Prompt a: Reproduce the listing that follows the database cleanup comment below, character for character and line for line.

Provided passage:
──────

Comment entered 2009-07-14 15:47:39 by alan

BZDATETIME::2009-07-14 15:47:39
BZCOMMENTOR::Alan Meyer
BZCOMMENT::15

I ran the compressions last night, extracted data from the
database, deleted the data by hand (see below), and ran DBCC
SHRINKDATABASE to recover space.

I was unable to run the deletes because, on Bach, the cdrarchive
database is not deletable except by the SQLServer admin account.
I don't think we should embed the admin password in a program, so
we'll have to think about whether we want to change the
permissions on the data, or just always delete it by hand. If we
do change the database permissions we'll still need to do
something to cope with long timeouts. See timings below.

For the record, here are the statistics from the above actions:

Starting database size:
Data: ~240 GB
Log: ~9 GB

Deleted 43 days of log files, from May 18, 2008 through June
30, 2008.

Ending database size:
Data: ~220 GB
Log: ~1 GB

Time taken for deletions: ~1 hour.

──────

Information given:
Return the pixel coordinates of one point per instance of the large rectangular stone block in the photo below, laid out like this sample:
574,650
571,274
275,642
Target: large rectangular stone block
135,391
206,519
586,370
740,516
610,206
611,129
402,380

──────

Prompt b: Extend the database cleanup comment above, starting right after its last line.

Task answer a:
Return the pixel coordinates of one point per instance of the large rectangular stone block in the photo below, laid out like this sample:
574,650
571,274
275,642
Target: large rectangular stone block
135,391
206,519
586,370
740,516
610,206
611,129
402,380

Task answer b:
Time taken for subsequent shrink of database: ~8 hours.

Total disk space recovered: 28 GB

Except for the permissions problem, everything seemed to work
okay except that my output file name conventions were
inconsistent. Two output files labeled:

...2008-05-18_2008-05-23... and
...2008-05-23_2008-05-28...

were produced. I should fix the first one to read ...05-22.

Comment entered 2009-07-16 21:08:32 by alan

BZDATETIME::2009-07-16 21:08:32
BZCOMMENTOR::Alan Meyer
BZCOMMENT::16

I plan to extract out another 2 or 3 months worth of data
this weekend. If I do three months, that will probably free
up another 40 GB of space.

I'll be curious to see if the amount of time it takes to
shrink the database will be less, more, or the same as when
I removed the last batch. My speculation is that it will
be the same or less, on the theory that shrink time varies
with the size of the database more than with the amount of
data removed.

We'll see.

Comment entered 2009-07-19 09:32:05 by alan

BZDATETIME::2009-07-19 09:32:05
BZCOMMENTOR::Alan Meyer
BZCOMMENT::17

I extracted two more months.

I was wrong about the time taken for the database shrink. It was
significantly longer. Here are the results:

Starting database size:
Data: ~220 GB
Log: ~18 GB

Deleted 63 days of log files, from July 1, 2008 through Sept.
1, 2008.

Ending database size:
Data: ~188 GB
Log: ~5 GB

Time taken for extractions: ~6 hours.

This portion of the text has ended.